| Task description |
Check each line of the material below for "ceiling". Report how many have it, with no other words.

════════════════════

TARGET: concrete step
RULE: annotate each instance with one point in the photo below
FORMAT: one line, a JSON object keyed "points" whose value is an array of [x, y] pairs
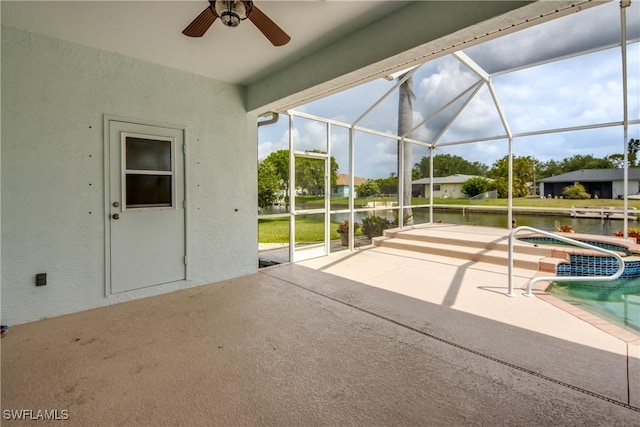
{"points": [[500, 243], [493, 254]]}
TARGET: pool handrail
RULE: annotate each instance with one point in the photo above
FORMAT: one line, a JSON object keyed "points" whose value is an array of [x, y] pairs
{"points": [[535, 280]]}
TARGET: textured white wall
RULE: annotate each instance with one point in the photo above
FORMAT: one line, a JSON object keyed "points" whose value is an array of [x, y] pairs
{"points": [[54, 97]]}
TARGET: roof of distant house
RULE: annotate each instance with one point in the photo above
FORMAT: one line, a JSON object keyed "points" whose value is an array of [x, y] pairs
{"points": [[591, 175], [343, 179], [451, 179]]}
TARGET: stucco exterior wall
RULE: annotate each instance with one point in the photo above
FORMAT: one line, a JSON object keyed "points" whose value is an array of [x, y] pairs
{"points": [[54, 97]]}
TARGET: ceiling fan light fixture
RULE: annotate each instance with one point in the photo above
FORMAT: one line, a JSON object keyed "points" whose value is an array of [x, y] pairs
{"points": [[231, 12]]}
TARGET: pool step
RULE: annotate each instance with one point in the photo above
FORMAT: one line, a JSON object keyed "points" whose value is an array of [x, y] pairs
{"points": [[472, 246]]}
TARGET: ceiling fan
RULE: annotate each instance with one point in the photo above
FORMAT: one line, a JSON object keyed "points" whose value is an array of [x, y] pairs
{"points": [[231, 12]]}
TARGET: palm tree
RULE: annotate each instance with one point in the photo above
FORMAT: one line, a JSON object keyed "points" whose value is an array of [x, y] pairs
{"points": [[405, 124]]}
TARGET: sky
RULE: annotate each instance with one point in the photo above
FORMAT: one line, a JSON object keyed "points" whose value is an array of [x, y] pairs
{"points": [[576, 91]]}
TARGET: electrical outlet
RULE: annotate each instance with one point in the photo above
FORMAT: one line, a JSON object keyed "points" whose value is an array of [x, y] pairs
{"points": [[41, 279]]}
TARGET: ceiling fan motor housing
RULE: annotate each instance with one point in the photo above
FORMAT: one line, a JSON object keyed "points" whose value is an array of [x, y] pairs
{"points": [[231, 12]]}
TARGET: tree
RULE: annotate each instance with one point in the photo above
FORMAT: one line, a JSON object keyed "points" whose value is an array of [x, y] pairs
{"points": [[368, 188], [475, 186], [632, 157], [405, 126], [280, 161], [522, 174], [449, 164], [268, 184], [309, 172]]}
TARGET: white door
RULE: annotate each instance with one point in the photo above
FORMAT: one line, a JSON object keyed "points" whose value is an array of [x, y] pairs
{"points": [[146, 228]]}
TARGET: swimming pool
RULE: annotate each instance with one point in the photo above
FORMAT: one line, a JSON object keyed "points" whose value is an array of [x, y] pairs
{"points": [[617, 301]]}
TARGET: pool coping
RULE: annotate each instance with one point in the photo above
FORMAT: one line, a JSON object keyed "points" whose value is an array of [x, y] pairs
{"points": [[540, 291]]}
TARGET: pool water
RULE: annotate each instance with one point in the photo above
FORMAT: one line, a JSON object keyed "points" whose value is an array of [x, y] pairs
{"points": [[617, 301]]}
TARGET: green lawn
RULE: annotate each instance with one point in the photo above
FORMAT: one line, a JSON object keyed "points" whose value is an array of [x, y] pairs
{"points": [[276, 230]]}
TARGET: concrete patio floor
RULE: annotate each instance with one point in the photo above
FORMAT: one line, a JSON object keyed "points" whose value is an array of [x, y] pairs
{"points": [[378, 336]]}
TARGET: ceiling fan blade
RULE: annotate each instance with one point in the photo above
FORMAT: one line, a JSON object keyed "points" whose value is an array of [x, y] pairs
{"points": [[270, 29], [201, 24]]}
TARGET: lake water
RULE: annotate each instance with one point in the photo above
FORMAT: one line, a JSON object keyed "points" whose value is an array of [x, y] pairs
{"points": [[543, 222]]}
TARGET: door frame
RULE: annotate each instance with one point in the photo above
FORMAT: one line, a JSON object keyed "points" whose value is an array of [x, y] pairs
{"points": [[106, 214], [294, 257]]}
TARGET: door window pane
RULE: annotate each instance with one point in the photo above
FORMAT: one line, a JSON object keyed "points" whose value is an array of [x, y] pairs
{"points": [[148, 154]]}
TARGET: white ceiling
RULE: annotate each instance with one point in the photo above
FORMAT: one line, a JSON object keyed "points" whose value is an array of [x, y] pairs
{"points": [[151, 30]]}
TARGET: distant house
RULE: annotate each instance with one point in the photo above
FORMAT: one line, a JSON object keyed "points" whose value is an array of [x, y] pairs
{"points": [[447, 187], [600, 183], [341, 189]]}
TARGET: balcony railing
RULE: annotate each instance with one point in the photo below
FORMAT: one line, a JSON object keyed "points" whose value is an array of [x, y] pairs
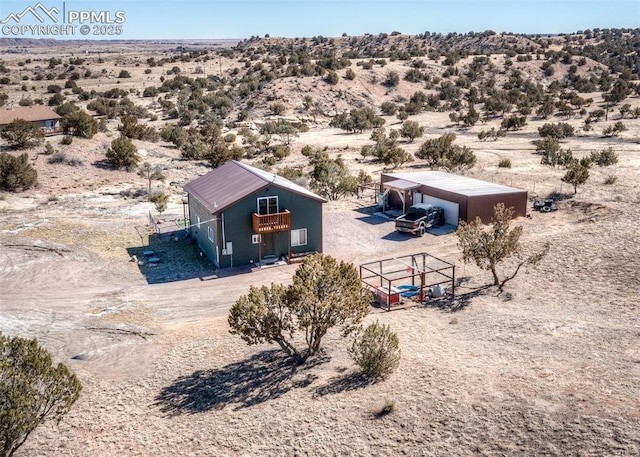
{"points": [[52, 131], [269, 223]]}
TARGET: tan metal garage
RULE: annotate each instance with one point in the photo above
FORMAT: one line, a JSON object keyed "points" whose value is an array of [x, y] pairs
{"points": [[462, 198]]}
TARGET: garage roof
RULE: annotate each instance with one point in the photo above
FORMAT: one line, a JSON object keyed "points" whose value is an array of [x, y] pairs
{"points": [[452, 183], [401, 184]]}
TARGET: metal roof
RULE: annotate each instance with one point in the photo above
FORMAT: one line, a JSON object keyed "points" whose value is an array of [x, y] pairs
{"points": [[401, 184], [453, 183], [233, 181], [28, 113]]}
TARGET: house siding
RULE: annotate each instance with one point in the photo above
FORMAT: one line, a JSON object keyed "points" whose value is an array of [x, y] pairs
{"points": [[238, 229], [201, 234], [234, 225]]}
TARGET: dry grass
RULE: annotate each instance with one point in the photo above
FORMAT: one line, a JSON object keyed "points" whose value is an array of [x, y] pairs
{"points": [[550, 367]]}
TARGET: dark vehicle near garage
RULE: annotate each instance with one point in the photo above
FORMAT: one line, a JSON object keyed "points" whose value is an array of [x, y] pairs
{"points": [[419, 218], [545, 206]]}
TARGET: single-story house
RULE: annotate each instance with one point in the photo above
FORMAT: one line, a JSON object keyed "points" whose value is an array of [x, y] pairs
{"points": [[461, 198], [241, 215], [43, 116]]}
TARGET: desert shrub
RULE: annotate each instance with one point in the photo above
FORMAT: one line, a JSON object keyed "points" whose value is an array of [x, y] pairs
{"points": [[58, 157], [61, 158], [376, 350], [389, 108], [392, 79], [131, 128], [80, 124], [150, 91], [277, 109], [387, 408], [350, 74], [613, 130], [123, 154], [75, 162], [604, 157], [442, 153], [174, 134], [160, 200], [16, 172], [324, 294], [332, 78], [488, 247], [32, 390], [558, 131]]}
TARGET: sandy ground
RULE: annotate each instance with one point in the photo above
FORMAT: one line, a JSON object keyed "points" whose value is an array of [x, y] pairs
{"points": [[549, 367]]}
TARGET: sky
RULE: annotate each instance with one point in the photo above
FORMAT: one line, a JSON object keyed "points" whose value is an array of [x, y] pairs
{"points": [[214, 19]]}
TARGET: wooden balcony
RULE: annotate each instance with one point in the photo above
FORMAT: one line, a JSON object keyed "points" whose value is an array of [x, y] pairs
{"points": [[269, 223], [53, 131]]}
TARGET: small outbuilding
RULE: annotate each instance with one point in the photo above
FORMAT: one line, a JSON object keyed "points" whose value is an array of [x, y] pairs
{"points": [[42, 116], [242, 215], [461, 198]]}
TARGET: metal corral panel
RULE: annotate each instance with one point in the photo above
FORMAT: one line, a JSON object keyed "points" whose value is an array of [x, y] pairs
{"points": [[451, 209]]}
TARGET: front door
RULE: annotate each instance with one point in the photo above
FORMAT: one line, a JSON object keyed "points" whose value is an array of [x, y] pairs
{"points": [[268, 244]]}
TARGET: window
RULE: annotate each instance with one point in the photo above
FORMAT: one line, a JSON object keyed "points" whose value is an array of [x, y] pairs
{"points": [[267, 205], [299, 237]]}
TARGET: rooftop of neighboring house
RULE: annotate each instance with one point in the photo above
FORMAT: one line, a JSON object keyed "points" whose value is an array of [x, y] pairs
{"points": [[28, 113]]}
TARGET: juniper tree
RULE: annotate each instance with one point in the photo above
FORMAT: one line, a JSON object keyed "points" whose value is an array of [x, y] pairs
{"points": [[32, 390], [489, 247]]}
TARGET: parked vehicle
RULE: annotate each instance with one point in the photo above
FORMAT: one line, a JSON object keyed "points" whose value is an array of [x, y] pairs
{"points": [[545, 206], [419, 218]]}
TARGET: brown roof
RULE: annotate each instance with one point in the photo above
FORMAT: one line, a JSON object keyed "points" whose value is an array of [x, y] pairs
{"points": [[233, 181], [28, 113]]}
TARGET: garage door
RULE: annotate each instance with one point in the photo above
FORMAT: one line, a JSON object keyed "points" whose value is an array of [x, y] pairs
{"points": [[451, 210]]}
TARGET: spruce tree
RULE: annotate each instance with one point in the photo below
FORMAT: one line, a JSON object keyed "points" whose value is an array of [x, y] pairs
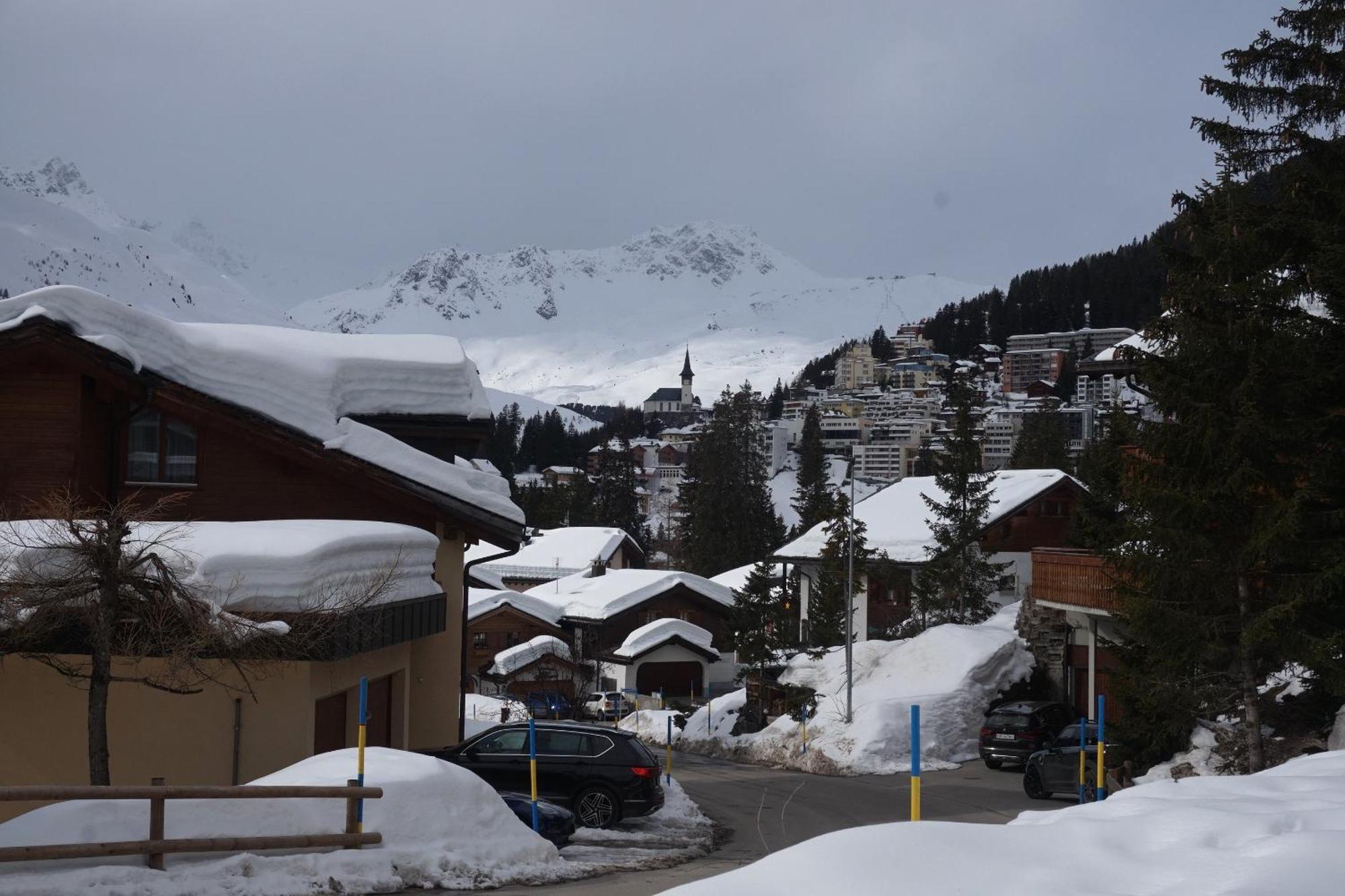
{"points": [[761, 623], [1043, 442], [812, 493], [1234, 561], [957, 580], [828, 592], [730, 520]]}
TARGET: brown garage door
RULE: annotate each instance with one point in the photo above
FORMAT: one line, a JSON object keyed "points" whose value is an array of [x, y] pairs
{"points": [[675, 680]]}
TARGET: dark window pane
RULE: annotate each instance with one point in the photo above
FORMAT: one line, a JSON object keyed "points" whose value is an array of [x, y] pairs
{"points": [[143, 447], [181, 462]]}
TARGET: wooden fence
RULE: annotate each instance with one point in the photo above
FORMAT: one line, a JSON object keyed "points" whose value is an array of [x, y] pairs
{"points": [[157, 846]]}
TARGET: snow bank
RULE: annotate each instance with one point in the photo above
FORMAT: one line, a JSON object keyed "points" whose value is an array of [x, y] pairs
{"points": [[650, 635], [514, 658], [442, 826], [898, 517], [1277, 831], [305, 380], [953, 671]]}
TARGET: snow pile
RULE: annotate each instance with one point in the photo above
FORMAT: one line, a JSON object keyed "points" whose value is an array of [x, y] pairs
{"points": [[652, 725], [660, 631], [619, 589], [442, 826], [485, 712], [484, 600], [309, 381], [898, 517], [510, 659], [672, 836], [953, 671], [1277, 831]]}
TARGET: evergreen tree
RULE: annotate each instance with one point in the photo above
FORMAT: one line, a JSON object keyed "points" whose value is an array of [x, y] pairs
{"points": [[958, 580], [812, 493], [728, 520], [828, 594], [1234, 561], [761, 623], [1043, 442], [615, 501]]}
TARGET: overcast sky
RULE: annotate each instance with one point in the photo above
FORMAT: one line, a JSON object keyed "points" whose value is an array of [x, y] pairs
{"points": [[970, 139]]}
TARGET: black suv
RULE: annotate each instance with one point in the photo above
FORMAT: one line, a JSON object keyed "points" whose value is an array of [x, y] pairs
{"points": [[603, 775], [1016, 731]]}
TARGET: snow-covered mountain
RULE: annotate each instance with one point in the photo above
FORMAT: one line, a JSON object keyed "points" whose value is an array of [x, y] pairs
{"points": [[611, 325], [56, 229]]}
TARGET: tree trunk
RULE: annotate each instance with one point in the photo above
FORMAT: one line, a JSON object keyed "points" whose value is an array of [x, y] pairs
{"points": [[100, 682], [1247, 680]]}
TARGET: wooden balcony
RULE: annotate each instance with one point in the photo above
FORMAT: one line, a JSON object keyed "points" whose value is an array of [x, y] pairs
{"points": [[1073, 580]]}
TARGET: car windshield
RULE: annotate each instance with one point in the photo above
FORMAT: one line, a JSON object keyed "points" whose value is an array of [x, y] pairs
{"points": [[1070, 736], [1008, 721]]}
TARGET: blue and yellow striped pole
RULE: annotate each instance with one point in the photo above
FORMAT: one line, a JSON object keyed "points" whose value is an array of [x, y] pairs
{"points": [[915, 762], [364, 729], [1083, 755], [1102, 751], [532, 764]]}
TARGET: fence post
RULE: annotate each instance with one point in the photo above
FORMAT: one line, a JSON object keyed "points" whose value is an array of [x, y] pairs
{"points": [[157, 825], [352, 822]]}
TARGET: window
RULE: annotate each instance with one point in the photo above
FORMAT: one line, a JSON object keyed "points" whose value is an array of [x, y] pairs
{"points": [[161, 450], [506, 741]]}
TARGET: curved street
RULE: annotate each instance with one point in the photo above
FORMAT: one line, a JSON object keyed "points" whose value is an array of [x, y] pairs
{"points": [[763, 810]]}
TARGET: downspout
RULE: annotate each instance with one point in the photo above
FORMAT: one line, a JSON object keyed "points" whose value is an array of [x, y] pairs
{"points": [[462, 674]]}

════════════════════

| Result for this task |
5